Please retype the part of the rows that opens with the first line and closes with the line containing "positive clicks: (168, 370)", keeping every character the same.

Dataset entries:
━━━━━━━━━━

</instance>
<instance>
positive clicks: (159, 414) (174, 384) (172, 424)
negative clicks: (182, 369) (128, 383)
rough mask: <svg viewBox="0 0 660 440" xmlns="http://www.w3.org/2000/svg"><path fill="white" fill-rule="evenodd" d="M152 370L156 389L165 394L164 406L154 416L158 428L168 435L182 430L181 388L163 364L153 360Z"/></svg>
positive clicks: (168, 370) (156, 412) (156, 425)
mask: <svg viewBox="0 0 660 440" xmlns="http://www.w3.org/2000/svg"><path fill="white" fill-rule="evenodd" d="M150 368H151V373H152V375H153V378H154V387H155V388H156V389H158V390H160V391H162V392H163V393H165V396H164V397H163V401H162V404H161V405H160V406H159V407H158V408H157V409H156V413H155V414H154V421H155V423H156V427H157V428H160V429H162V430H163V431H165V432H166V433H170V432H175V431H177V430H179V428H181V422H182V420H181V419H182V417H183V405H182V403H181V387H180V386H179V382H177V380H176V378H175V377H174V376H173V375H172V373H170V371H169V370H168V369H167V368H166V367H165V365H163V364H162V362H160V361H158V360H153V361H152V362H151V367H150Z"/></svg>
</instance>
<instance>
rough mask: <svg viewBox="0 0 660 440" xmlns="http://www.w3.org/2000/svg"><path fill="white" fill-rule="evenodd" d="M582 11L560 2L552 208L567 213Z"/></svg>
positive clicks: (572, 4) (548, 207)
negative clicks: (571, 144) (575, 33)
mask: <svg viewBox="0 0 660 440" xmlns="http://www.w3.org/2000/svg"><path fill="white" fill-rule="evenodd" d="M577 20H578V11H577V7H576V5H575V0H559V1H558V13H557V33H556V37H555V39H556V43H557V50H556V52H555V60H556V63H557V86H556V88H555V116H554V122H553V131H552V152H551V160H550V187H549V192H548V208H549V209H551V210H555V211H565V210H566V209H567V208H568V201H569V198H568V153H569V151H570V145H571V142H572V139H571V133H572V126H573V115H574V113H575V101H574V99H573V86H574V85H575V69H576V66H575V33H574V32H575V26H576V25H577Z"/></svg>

━━━━━━━━━━

SOLVED PROBLEM:
</instance>
<instance>
positive clicks: (159, 414) (174, 384) (172, 424)
negative clicks: (182, 369) (128, 383)
rough mask: <svg viewBox="0 0 660 440" xmlns="http://www.w3.org/2000/svg"><path fill="white" fill-rule="evenodd" d="M152 370L156 389L165 394L164 406L154 416L158 428L168 435L182 430L181 388L163 364L153 360Z"/></svg>
positive clicks: (168, 370) (156, 412) (156, 425)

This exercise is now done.